• Aim of the task: Your answer must be the lines from the one containing "of the orange" through the last line of the records below, copied exactly, with the pictures left out.

[Point localization data]
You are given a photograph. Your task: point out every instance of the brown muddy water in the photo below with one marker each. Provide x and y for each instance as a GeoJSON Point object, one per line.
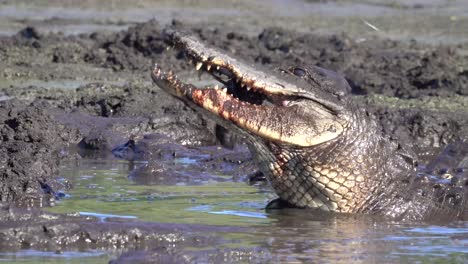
{"type": "Point", "coordinates": [185, 200]}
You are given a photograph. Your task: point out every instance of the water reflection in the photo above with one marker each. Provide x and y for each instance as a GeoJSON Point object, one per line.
{"type": "Point", "coordinates": [282, 236]}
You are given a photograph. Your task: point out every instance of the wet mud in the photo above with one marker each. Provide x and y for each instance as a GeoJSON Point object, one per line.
{"type": "Point", "coordinates": [417, 91]}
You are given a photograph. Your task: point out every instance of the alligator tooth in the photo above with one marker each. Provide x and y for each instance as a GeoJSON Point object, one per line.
{"type": "Point", "coordinates": [198, 67]}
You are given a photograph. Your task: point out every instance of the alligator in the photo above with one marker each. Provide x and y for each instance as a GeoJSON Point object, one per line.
{"type": "Point", "coordinates": [317, 146]}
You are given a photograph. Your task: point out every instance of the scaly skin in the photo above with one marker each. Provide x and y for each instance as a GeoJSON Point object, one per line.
{"type": "Point", "coordinates": [317, 147]}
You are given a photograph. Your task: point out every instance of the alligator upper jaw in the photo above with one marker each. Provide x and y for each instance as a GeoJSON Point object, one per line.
{"type": "Point", "coordinates": [256, 101]}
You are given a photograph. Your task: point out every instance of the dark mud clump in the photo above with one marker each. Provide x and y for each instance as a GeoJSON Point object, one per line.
{"type": "Point", "coordinates": [31, 145]}
{"type": "Point", "coordinates": [37, 127]}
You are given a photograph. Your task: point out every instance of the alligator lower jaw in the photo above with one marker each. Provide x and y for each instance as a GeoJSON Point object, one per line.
{"type": "Point", "coordinates": [266, 112]}
{"type": "Point", "coordinates": [250, 108]}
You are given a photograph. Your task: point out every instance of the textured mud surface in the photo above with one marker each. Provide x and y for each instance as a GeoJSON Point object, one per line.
{"type": "Point", "coordinates": [67, 96]}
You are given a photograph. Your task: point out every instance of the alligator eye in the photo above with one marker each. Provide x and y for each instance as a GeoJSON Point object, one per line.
{"type": "Point", "coordinates": [299, 72]}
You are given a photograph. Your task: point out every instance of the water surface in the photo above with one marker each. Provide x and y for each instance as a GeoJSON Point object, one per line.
{"type": "Point", "coordinates": [102, 188]}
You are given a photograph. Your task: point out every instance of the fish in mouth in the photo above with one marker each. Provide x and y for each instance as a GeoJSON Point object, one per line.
{"type": "Point", "coordinates": [317, 147]}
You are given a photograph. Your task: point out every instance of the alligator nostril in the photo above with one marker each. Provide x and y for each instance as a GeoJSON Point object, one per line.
{"type": "Point", "coordinates": [299, 72]}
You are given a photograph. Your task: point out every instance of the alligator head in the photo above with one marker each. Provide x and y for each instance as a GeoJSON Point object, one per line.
{"type": "Point", "coordinates": [316, 146]}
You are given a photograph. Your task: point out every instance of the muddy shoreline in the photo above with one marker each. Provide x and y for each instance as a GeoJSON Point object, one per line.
{"type": "Point", "coordinates": [417, 92]}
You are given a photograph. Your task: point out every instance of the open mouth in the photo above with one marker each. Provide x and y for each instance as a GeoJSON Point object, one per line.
{"type": "Point", "coordinates": [253, 100]}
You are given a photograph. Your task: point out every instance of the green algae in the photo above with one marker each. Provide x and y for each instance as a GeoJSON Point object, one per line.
{"type": "Point", "coordinates": [109, 192]}
{"type": "Point", "coordinates": [450, 104]}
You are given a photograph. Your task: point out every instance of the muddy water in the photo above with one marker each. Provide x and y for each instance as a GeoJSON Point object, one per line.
{"type": "Point", "coordinates": [103, 189]}
{"type": "Point", "coordinates": [109, 190]}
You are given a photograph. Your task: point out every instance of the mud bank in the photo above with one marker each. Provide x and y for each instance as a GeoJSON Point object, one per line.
{"type": "Point", "coordinates": [417, 92]}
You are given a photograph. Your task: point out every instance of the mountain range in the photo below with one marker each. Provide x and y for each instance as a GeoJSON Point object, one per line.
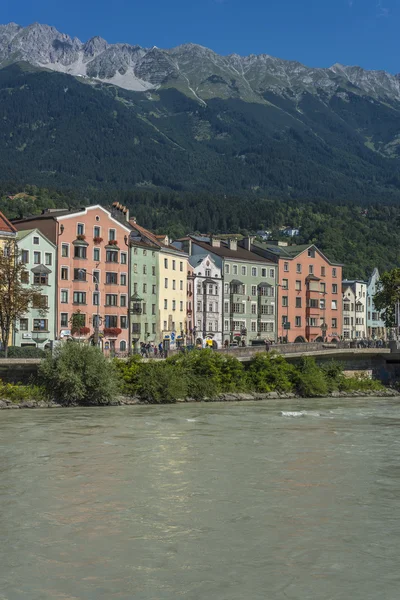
{"type": "Point", "coordinates": [120, 116]}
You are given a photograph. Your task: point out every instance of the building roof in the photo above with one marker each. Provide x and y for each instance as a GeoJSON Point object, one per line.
{"type": "Point", "coordinates": [5, 225]}
{"type": "Point", "coordinates": [225, 252]}
{"type": "Point", "coordinates": [291, 251]}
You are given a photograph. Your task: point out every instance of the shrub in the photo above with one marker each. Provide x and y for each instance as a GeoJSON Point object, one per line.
{"type": "Point", "coordinates": [25, 352]}
{"type": "Point", "coordinates": [311, 380]}
{"type": "Point", "coordinates": [161, 382]}
{"type": "Point", "coordinates": [79, 373]}
{"type": "Point", "coordinates": [270, 371]}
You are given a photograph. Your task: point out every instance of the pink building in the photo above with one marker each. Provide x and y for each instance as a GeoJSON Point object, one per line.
{"type": "Point", "coordinates": [93, 272]}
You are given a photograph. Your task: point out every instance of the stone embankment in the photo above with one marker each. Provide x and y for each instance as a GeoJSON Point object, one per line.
{"type": "Point", "coordinates": [233, 397]}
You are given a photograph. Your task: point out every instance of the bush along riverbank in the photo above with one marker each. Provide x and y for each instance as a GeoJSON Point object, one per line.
{"type": "Point", "coordinates": [79, 375]}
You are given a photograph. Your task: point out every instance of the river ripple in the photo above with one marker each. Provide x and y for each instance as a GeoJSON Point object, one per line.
{"type": "Point", "coordinates": [253, 501]}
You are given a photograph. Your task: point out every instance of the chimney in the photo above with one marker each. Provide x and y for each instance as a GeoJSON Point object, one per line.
{"type": "Point", "coordinates": [232, 244]}
{"type": "Point", "coordinates": [247, 242]}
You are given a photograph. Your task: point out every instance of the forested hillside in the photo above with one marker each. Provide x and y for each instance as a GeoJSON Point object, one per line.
{"type": "Point", "coordinates": [359, 237]}
{"type": "Point", "coordinates": [59, 131]}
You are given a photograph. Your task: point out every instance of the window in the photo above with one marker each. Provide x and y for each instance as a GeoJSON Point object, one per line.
{"type": "Point", "coordinates": [40, 325]}
{"type": "Point", "coordinates": [79, 298]}
{"type": "Point", "coordinates": [111, 300]}
{"type": "Point", "coordinates": [40, 301]}
{"type": "Point", "coordinates": [112, 256]}
{"type": "Point", "coordinates": [111, 321]}
{"type": "Point", "coordinates": [40, 279]}
{"type": "Point", "coordinates": [23, 324]}
{"type": "Point", "coordinates": [111, 278]}
{"type": "Point", "coordinates": [80, 252]}
{"type": "Point", "coordinates": [79, 274]}
{"type": "Point", "coordinates": [266, 327]}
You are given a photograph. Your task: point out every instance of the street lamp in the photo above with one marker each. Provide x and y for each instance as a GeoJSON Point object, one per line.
{"type": "Point", "coordinates": [97, 324]}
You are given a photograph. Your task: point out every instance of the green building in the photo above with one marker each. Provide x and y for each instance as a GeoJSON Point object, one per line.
{"type": "Point", "coordinates": [249, 291]}
{"type": "Point", "coordinates": [39, 257]}
{"type": "Point", "coordinates": [143, 307]}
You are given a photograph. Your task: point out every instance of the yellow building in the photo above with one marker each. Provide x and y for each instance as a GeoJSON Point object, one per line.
{"type": "Point", "coordinates": [8, 234]}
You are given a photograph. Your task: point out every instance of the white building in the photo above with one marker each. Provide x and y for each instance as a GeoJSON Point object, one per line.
{"type": "Point", "coordinates": [354, 309]}
{"type": "Point", "coordinates": [207, 301]}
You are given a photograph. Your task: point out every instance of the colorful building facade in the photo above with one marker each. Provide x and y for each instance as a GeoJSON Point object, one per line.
{"type": "Point", "coordinates": [37, 328]}
{"type": "Point", "coordinates": [309, 292]}
{"type": "Point", "coordinates": [92, 273]}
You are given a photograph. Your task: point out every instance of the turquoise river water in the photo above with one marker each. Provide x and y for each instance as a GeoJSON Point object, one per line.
{"type": "Point", "coordinates": [247, 501]}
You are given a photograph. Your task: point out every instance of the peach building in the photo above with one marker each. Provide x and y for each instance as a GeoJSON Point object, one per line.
{"type": "Point", "coordinates": [309, 292]}
{"type": "Point", "coordinates": [92, 272]}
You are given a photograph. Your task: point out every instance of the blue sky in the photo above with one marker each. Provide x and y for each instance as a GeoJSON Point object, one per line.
{"type": "Point", "coordinates": [315, 32]}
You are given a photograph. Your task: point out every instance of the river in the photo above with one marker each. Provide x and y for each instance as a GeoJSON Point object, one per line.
{"type": "Point", "coordinates": [246, 501]}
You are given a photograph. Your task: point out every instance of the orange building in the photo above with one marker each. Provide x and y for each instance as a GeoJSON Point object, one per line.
{"type": "Point", "coordinates": [93, 272]}
{"type": "Point", "coordinates": [309, 292]}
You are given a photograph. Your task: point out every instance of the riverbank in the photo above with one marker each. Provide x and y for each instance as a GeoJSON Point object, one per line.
{"type": "Point", "coordinates": [7, 404]}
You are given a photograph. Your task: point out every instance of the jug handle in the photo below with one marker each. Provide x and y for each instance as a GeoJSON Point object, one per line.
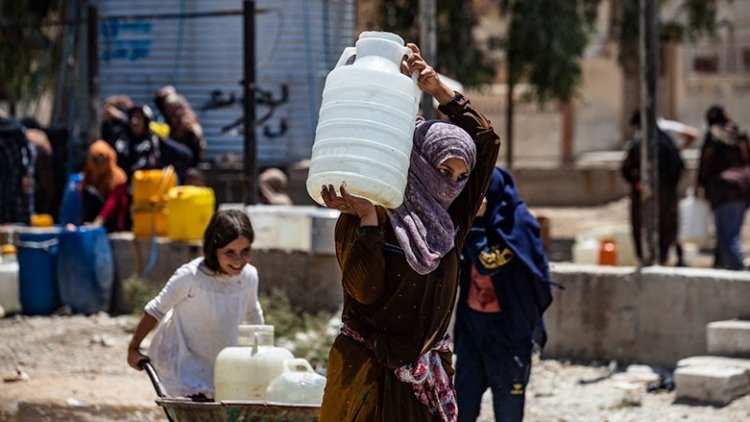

• Solution for this problem:
You are given a photograph. Your task: point out every instance of the orange building in the photo above with one marker each. Provide x and y for each instance as a GeoJSON Point object, one per line.
{"type": "Point", "coordinates": [93, 272]}
{"type": "Point", "coordinates": [309, 292]}
You are given a photograph. Your task: point out every instance of the riverbank in the photo above with one marker each. Provide x and y for each instance as a GeoJSON Point object, one per line.
{"type": "Point", "coordinates": [7, 404]}
You are given a photograph. Your task: point out every instance of the jug handle in the photo below with one marker each. Provide x and y for each instance as a GeoJSON Point object, one per line.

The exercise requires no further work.